=== What you need to do ===
Starting with the line that contains "pin: player's face", write out each line through the end of the listing, unchanged. Output nothing else.

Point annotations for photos
◆ ◆ ◆ ◆ ◆

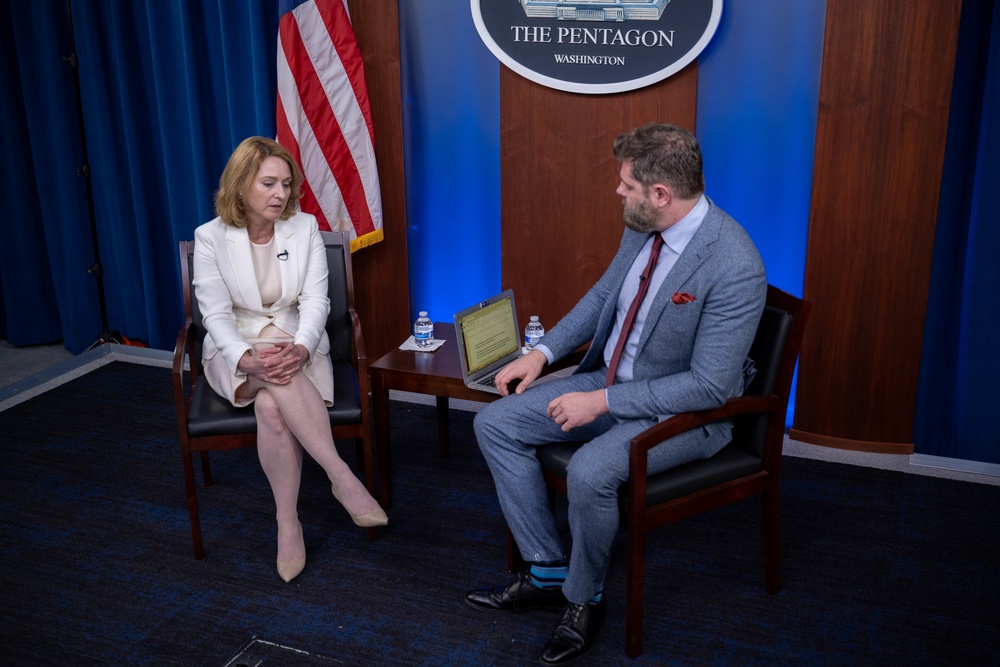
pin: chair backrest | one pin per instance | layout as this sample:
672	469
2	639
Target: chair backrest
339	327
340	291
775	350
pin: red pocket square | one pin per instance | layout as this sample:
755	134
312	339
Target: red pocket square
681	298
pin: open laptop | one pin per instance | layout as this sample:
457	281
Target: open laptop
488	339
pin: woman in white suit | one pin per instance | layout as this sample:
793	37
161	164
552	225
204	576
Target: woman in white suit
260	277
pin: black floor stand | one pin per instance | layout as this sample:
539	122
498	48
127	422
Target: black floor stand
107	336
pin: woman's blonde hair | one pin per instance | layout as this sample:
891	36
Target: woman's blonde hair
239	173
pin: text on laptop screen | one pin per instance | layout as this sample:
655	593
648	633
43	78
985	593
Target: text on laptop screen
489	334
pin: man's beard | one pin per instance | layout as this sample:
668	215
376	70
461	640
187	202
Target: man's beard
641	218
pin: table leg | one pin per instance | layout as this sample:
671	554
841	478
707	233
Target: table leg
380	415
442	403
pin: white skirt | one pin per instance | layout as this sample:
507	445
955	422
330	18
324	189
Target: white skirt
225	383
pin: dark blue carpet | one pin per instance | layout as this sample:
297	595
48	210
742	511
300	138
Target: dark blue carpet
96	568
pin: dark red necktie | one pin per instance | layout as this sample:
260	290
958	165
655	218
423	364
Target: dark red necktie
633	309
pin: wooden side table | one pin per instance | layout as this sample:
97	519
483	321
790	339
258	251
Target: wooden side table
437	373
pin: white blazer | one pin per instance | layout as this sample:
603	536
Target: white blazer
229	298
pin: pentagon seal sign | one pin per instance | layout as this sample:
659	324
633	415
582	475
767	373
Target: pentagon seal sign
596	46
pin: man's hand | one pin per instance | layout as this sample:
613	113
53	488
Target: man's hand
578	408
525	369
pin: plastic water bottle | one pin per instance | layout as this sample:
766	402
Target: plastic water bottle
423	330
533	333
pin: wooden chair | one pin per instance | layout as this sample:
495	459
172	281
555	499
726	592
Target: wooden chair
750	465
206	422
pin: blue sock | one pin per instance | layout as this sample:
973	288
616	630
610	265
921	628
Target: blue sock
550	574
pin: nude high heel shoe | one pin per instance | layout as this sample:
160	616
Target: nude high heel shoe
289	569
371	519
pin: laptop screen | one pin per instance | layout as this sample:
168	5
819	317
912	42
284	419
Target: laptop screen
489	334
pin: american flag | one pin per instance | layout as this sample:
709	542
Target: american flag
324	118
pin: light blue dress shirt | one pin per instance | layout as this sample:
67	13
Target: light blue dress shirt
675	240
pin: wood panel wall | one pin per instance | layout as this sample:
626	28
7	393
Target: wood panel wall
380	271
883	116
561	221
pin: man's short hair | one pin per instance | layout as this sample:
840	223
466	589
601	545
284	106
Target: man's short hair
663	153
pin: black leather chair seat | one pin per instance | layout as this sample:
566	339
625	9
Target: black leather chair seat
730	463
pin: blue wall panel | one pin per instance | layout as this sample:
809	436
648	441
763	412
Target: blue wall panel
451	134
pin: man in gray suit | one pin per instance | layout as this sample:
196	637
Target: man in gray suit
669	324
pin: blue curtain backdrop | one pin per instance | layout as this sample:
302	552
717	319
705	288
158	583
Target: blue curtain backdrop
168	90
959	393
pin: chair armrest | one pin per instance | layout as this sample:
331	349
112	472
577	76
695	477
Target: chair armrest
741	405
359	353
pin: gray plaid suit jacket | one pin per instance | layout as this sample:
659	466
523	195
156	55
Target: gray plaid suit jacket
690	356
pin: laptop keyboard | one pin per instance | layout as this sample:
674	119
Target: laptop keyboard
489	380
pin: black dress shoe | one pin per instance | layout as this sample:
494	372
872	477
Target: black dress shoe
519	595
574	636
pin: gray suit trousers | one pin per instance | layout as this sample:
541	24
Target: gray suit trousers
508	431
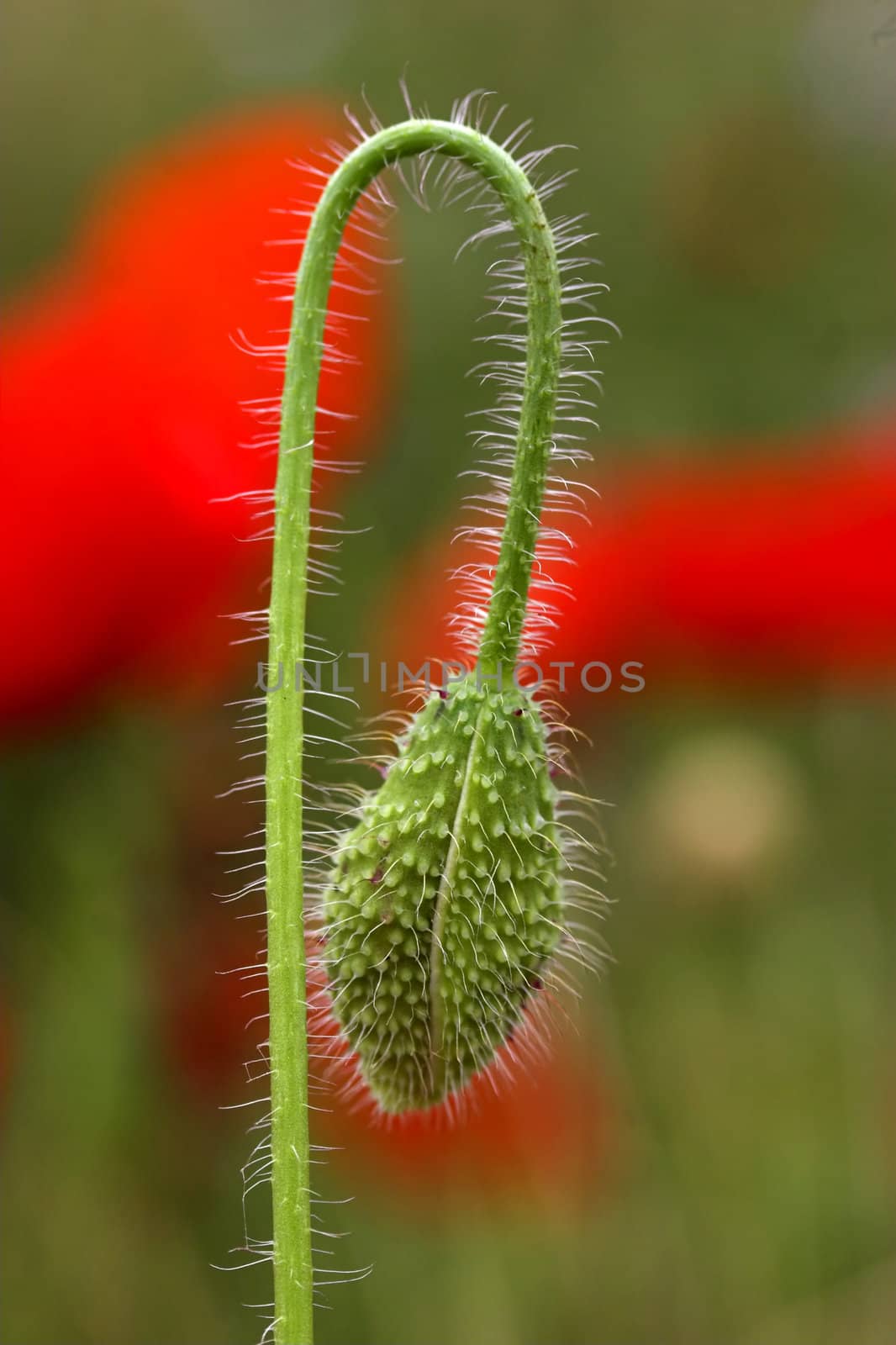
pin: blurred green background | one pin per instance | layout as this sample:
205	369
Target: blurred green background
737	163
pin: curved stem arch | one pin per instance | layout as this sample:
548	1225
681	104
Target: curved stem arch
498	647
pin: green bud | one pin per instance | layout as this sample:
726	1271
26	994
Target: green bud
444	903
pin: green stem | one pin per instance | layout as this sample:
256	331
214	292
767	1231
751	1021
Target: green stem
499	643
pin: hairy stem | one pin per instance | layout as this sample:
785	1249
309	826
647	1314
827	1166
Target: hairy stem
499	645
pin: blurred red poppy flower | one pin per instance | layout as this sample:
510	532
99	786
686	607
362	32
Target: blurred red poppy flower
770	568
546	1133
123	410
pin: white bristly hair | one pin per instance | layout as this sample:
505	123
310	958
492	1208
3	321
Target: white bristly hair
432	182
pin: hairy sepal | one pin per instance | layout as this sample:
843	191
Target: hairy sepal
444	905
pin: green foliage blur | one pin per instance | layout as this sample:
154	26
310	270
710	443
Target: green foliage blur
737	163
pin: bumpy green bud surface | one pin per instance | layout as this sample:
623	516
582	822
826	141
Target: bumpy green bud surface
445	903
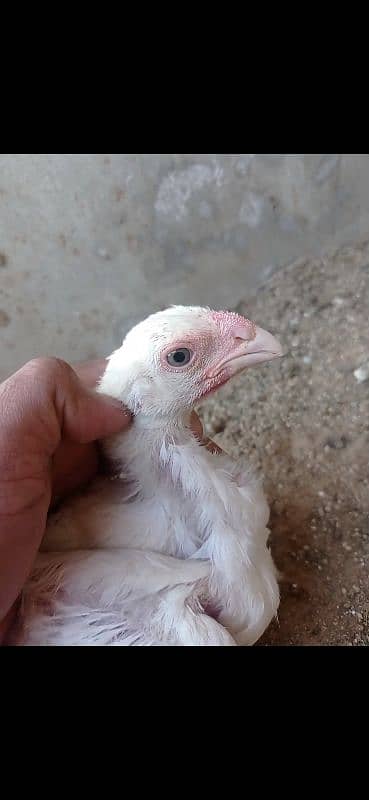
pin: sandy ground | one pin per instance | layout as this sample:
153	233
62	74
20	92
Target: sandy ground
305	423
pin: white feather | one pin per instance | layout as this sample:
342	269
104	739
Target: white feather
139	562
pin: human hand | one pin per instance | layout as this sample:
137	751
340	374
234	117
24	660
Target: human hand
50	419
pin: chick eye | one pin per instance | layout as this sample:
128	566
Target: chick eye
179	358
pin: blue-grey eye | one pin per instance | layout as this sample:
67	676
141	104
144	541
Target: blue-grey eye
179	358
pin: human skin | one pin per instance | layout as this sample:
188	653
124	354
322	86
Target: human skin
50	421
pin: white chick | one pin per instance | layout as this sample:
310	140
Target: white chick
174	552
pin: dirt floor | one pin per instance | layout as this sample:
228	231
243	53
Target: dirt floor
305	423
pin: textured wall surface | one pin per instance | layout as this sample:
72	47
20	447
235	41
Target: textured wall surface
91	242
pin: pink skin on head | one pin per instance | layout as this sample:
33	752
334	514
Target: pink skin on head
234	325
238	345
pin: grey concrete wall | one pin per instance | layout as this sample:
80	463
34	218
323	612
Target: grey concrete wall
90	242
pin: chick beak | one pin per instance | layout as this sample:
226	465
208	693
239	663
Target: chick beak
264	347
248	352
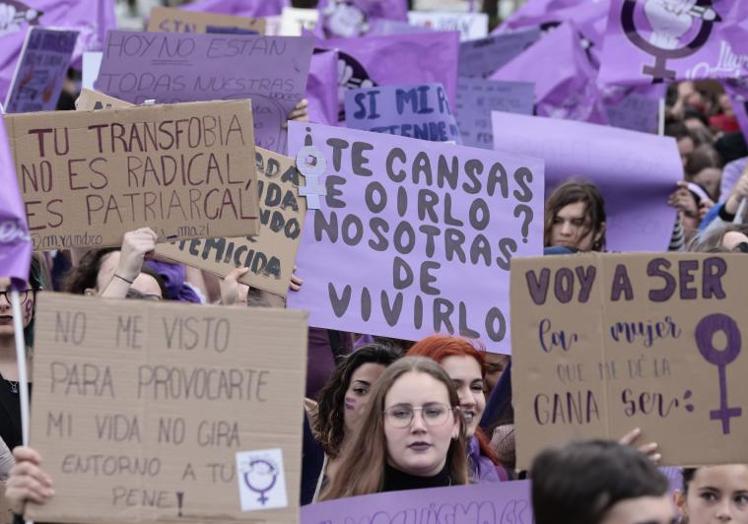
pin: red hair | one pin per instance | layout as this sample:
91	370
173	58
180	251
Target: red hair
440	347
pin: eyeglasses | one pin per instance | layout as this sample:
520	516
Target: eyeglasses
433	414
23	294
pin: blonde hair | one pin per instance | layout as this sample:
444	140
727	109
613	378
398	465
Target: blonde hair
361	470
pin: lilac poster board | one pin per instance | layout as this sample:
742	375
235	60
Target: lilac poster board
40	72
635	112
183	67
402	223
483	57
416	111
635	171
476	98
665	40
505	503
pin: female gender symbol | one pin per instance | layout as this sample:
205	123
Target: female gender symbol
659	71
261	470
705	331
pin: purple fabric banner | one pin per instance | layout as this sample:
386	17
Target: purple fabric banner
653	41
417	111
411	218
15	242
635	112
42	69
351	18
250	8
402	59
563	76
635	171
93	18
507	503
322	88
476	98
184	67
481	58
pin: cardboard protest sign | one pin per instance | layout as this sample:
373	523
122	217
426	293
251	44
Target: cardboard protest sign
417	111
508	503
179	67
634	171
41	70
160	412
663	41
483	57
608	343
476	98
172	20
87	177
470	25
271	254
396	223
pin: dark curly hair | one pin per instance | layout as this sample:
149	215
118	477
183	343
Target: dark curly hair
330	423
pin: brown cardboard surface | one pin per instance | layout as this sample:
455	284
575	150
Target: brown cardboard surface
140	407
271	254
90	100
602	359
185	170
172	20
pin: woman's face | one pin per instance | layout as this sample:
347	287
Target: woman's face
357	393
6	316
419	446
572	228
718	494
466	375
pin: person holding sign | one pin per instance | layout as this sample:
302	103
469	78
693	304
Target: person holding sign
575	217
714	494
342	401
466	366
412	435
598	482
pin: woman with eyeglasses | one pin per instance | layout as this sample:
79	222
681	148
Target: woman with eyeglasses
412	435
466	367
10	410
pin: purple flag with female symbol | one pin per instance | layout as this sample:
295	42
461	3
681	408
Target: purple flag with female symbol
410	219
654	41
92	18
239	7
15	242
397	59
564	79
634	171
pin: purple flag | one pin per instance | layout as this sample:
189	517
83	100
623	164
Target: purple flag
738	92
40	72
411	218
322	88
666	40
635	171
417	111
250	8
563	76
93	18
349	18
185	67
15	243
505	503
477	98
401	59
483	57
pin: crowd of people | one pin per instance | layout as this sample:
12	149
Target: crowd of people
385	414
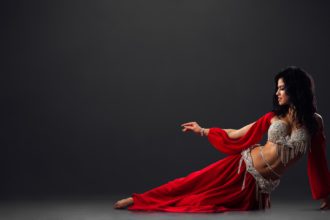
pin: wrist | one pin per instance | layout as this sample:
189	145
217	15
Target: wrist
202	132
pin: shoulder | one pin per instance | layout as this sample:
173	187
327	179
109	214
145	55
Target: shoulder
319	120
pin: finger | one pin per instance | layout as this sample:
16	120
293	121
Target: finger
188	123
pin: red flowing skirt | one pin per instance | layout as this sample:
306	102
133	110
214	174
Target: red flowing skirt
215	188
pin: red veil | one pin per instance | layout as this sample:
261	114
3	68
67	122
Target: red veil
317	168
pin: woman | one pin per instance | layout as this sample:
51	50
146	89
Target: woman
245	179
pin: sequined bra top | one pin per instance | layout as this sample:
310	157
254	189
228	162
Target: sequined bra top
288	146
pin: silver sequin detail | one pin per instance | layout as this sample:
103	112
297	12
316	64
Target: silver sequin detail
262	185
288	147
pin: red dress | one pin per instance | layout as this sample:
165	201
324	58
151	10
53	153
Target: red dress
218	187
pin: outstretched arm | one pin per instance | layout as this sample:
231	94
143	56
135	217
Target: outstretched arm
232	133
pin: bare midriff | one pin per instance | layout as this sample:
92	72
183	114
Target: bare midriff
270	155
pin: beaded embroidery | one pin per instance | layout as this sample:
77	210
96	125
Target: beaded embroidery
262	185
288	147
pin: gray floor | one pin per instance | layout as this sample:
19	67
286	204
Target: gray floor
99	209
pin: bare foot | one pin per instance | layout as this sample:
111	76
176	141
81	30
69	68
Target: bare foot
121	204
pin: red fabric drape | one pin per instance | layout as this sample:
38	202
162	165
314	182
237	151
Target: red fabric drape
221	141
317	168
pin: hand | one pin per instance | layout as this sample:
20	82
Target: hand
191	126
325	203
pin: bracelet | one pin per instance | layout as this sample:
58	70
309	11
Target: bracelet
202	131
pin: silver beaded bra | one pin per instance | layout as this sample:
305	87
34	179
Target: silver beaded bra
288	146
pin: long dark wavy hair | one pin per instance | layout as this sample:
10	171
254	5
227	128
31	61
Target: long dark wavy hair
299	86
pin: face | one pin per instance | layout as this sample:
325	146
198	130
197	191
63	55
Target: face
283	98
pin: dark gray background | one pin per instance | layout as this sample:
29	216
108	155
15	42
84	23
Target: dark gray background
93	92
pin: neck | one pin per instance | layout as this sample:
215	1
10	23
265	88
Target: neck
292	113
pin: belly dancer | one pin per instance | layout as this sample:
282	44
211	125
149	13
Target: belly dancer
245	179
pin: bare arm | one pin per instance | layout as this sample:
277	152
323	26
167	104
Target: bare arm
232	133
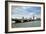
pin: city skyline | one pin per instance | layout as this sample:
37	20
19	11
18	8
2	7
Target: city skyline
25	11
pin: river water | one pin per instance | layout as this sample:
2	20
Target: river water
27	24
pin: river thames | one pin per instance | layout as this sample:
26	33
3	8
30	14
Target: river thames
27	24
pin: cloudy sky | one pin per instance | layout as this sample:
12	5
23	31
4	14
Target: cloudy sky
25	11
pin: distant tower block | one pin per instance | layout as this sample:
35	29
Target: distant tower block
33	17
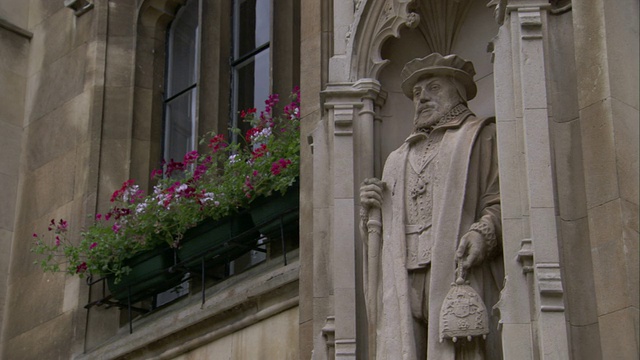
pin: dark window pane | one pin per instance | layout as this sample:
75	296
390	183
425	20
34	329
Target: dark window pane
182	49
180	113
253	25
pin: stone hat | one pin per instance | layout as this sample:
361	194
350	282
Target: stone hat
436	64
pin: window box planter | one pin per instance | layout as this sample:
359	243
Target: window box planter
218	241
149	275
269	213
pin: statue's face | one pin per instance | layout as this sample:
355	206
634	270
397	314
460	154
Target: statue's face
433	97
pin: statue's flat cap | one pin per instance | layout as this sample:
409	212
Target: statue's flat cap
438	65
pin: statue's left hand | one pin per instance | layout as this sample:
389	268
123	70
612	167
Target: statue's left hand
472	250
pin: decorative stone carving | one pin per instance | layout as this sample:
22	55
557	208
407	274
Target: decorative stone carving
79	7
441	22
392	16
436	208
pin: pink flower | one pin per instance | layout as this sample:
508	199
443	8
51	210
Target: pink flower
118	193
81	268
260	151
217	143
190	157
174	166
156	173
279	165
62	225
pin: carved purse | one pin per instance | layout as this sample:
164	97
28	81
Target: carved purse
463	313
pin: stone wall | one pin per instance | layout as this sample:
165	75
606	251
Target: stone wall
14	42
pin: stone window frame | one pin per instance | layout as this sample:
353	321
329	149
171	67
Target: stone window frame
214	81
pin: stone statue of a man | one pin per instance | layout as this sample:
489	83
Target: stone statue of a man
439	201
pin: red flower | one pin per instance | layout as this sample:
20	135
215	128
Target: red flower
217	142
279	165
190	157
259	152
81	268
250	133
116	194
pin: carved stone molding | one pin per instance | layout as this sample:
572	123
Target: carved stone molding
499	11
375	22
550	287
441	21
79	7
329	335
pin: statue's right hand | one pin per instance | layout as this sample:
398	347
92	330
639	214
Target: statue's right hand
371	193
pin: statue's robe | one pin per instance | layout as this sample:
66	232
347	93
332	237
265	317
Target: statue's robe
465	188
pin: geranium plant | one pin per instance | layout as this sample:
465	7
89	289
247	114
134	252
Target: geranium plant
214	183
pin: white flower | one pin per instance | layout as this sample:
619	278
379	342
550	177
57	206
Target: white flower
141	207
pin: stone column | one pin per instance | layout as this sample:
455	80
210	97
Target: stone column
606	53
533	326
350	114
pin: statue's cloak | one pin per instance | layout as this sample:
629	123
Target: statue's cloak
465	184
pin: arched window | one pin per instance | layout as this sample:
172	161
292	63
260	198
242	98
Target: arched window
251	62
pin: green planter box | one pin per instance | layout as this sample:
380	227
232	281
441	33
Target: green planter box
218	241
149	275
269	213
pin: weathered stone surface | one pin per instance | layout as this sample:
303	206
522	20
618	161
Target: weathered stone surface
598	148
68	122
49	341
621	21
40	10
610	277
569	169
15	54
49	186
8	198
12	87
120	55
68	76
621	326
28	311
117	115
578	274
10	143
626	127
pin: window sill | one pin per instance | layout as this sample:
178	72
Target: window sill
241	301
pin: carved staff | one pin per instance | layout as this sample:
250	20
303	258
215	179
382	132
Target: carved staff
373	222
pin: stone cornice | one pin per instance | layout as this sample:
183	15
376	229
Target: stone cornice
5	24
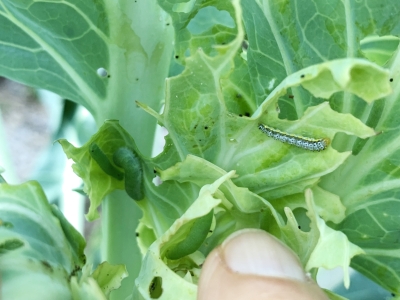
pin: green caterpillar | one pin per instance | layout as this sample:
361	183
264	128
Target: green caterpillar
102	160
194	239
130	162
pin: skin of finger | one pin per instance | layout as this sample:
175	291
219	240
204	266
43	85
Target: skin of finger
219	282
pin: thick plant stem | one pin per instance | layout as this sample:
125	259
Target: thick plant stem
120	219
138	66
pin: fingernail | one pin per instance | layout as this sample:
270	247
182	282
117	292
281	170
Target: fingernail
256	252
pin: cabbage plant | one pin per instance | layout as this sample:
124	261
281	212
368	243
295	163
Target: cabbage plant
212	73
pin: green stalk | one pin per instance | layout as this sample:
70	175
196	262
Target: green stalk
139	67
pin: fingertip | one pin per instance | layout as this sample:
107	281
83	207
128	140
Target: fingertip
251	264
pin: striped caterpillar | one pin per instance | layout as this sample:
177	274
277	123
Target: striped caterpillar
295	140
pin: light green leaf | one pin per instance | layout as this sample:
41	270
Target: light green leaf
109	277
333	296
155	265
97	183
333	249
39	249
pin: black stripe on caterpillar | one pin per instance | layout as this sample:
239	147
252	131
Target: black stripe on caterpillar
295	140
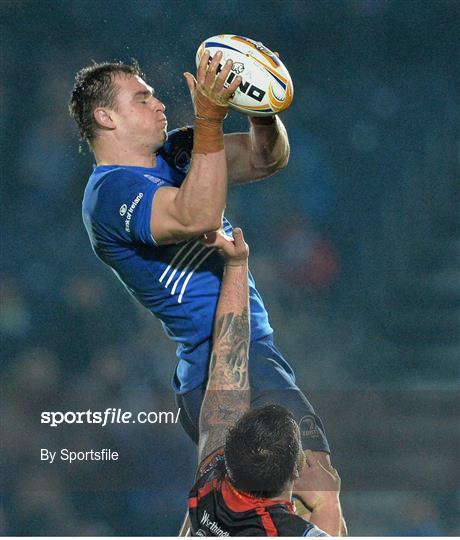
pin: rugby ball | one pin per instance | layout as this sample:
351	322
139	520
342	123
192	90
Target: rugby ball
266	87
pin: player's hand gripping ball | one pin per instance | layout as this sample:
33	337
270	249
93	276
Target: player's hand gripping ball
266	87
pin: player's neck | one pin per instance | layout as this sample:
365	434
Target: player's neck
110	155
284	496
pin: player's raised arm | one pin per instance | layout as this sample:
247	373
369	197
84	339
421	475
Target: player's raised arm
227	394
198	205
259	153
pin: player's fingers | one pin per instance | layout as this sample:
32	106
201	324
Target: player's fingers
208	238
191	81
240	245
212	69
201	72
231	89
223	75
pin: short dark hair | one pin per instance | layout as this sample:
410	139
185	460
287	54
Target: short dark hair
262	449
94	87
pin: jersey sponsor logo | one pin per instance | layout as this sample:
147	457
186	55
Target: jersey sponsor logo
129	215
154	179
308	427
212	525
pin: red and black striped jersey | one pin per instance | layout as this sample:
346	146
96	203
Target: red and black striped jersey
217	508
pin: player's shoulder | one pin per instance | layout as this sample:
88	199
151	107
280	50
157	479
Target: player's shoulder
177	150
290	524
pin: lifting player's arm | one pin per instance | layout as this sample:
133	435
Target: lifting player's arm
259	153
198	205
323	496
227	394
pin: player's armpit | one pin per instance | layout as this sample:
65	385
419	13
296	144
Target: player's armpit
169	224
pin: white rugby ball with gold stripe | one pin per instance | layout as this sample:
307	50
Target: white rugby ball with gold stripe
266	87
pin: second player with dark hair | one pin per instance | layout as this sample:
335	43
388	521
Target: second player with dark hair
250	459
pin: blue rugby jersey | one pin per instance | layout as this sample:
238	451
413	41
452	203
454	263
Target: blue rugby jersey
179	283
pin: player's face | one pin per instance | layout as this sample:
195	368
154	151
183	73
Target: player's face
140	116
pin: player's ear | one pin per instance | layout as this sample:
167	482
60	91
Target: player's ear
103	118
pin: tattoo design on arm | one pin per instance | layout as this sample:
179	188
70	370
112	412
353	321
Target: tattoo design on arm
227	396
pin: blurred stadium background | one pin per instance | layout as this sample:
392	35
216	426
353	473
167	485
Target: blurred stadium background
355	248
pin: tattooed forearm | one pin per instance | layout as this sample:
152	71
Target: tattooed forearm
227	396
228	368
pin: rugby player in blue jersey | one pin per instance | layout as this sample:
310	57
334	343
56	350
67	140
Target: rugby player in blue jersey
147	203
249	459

◆ ◆ ◆ ◆ ◆

=== In response ===
pin: player's face | one pin per instance | layout as this sample:
195	368
154	151
183	73
Target: player's face
140	116
pin: player's ear | one pin per instance | layout as this sample:
167	482
60	91
Target: player's ear
103	118
pin: tattoo design on arm | one pin per instance | layout as this sample:
179	188
70	370
112	412
353	321
Target: tattoo design on arm
227	396
pin: blurred stadium background | one pin per instance | layout as this sample:
392	35
216	426
353	473
167	485
Target: blurred stadium background
355	248
pin: tattooed forearm | one pin per instance | layout as this sample:
152	71
Target: tattooed forearm
227	396
228	368
pin: rugby player in blue jersey | one pin per instance | layout as this sample:
310	57
334	343
56	350
67	140
Target: rugby player in blue jersey
147	203
249	459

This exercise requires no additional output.